Karl Nolle, MdL

Freie Presse Chemnitz, 22.02.2008

Die guten Erinnerungen des Kanzleramtschefs

Thomas de Maizière spielte im Landesbank-Untersuchungsausschuss seine Routine aus — „Ja" zum Strategiewechsel
 
Dresden. Zeugen, die ein schlechtes Gewissen plagt, treten weniger selbstbewusst auf. Nein, Thomas de Maiziere (CDU) hat seine Amtszeit als sächsischer Finanzminister in ebenso positiver Erinnerung wie die Situation der Landesbank, deren Chefkontrolleur er zwischen Februar 2001 und Mai 2002 war. „Ja, ich habe die Bank in einem guten Zustand hinterlassen", sagte der heutige Chef des Bundeskanzleramtes im Sachsen-LB-Untersuchungsausschuss. Kein Wunder. Die Risiken, die später die Bank zum Einsturz brachten, schienen während seiner Amtszeit noch überschaubar.

........

◆ ARBEITSSCHRITTE
- a) Schreiben Sie aus dem Artikel über den Landesbank-Untersuchungsausschuss den Abschnitt wortgetreu ab, der mit den Worten „Freie Presse Chemnitz, 22.02.2008“ einsetzt und mit „Amtszeit noch überschaubar.“ schließt.
- b) Setzen Sie den Artikel über den Landesbank-Untersuchungsausschuss im Anschluss an seinen letzten Satz fort.
Das anschließende Material steht für sich und gehört nicht zum Artikel über den Landesbank-Untersuchungsausschuss.

◆ ERFASSTE DATEN

........

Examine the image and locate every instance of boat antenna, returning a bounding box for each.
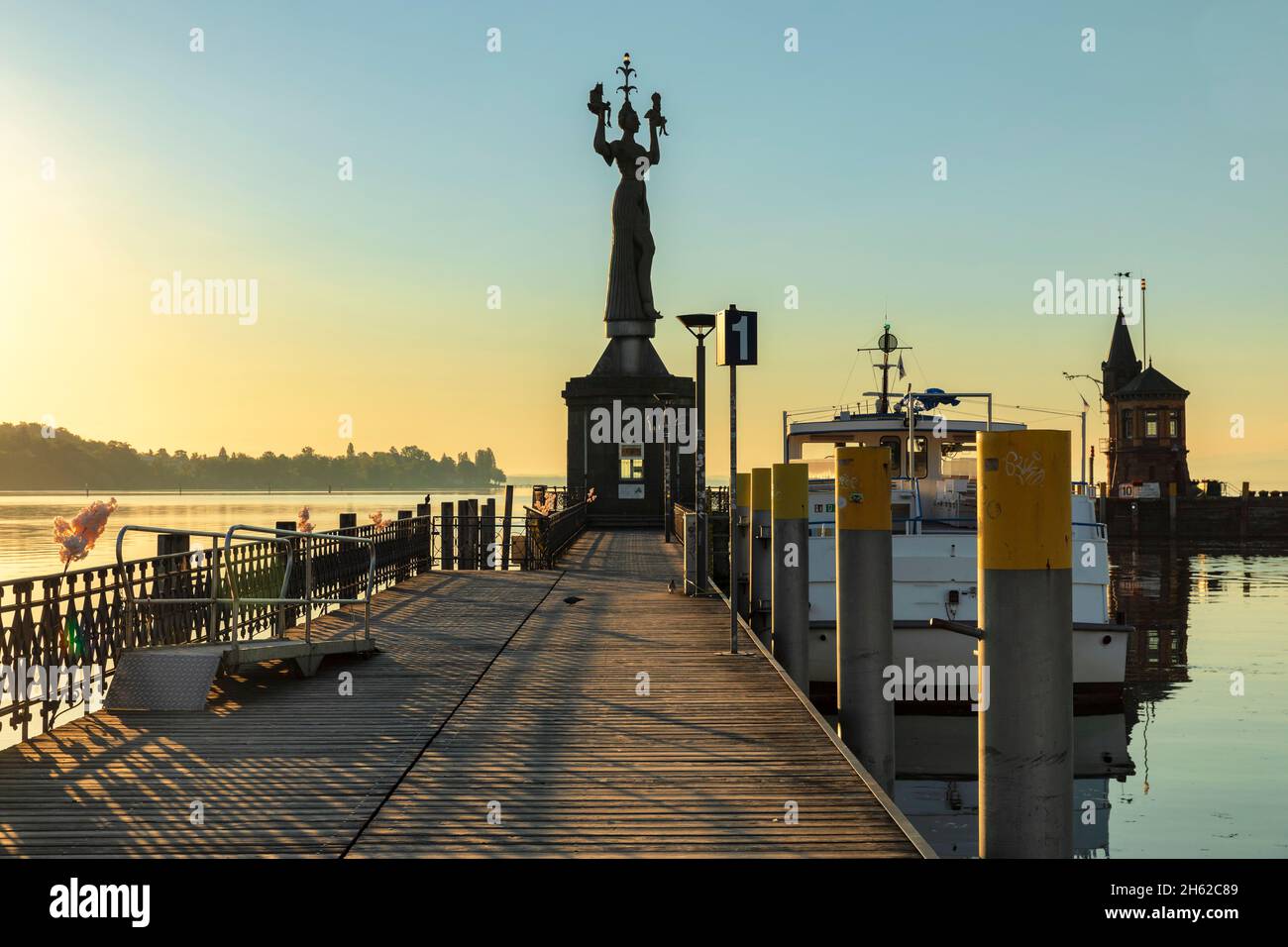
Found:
[859,322,912,415]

........

◆ ENDGÜLTIGE ANTWORTEN
- a)
Freie Presse Chemnitz, 22.02.2008

Die guten Erinnerungen des Kanzleramtschefs

Thomas de Maizière spielte im Landesbank-Untersuchungsausschuss seine Routine aus — „Ja" zum Strategiewechsel
 
Dresden. Zeugen, die ein schlechtes Gewissen plagt, treten weniger selbstbewusst auf. Nein, Thomas de Maiziere (CDU) hat seine Amtszeit als sächsischer Finanzminister in ebenso positiver Erinnerung wie die Situation der Landesbank, deren Chefkontrolleur er zwischen Februar 2001 und Mai 2002 war. „Ja, ich habe die Bank in einem guten Zustand hinterlassen", sagte der heutige Chef des Bundeskanzleramtes im Sachsen-LB-Untersuchungsausschuss. Kein Wunder. Die Risiken, die später die Bank zum Einsturz brachten, schienen während seiner Amtszeit noch überschaubar.

- b)
Der Begriff Strategiewechsel beherrschte die Befragung des Ausschusses. 1999 hatte die Sachsen-LB ihre Tochter in Dublin gegründet. Ertragsmaximierung lautete der neue Kurs, den de Maizieres Vorgänger Georg Milbradt (CDU) eingefädelt hatte. ,,Unvermeidlich" nannte de Maiziere diese Veränderung. Für das traditionelle Kreditgeschäft sei der Heimatmarkt der Landesbank zu klein geworden, hinzu kamen drohende gesetzliche Einschränkungen für öffentlich-rechtliche Banken. Für die Fortsetzung einer großzügigen Kreditpolitik hätte der Freistaat durch eine Kapitalerhöhung einspringen müssen. Doch 2001 musste der Finanzminister eine Haushaltssperre verhängen.

„Der Zug war unterwegs", sagte de Maizière und meinte damit Vorgaben der Bankgremien, die vor seiner Amtszeit getroffen waren. Der Strategiewechsel zur Ausweitung riskanter Geldgeschäfte in Dublin sei aber nicht für das Debakel der Landesbank verantwortlich gewesen. ,,Das Maß des Geschäfts war das Problem", fügte er hinzu. Da wird der Ausschuss noch bohrende Fragen an seinen Nachfolger Horst Metz (CDU) stellen, in dessen Amtszeit die Landesbank sich schwer verhob.

Vergeblich versuchte die Opposition, mit Ministerpräsident Milbradt die eigentliche Zielscheibe der Untersuchung zu treffen. ,,Mein Amtsvorgänger hat früher als andere erkannt, dass man etwas anders machen muss", verteidigte de Maiziere offensiv die Neuausrichtung des Bankkurses. Milbradt steht Ende März im Kreuzfeuer von Fragen.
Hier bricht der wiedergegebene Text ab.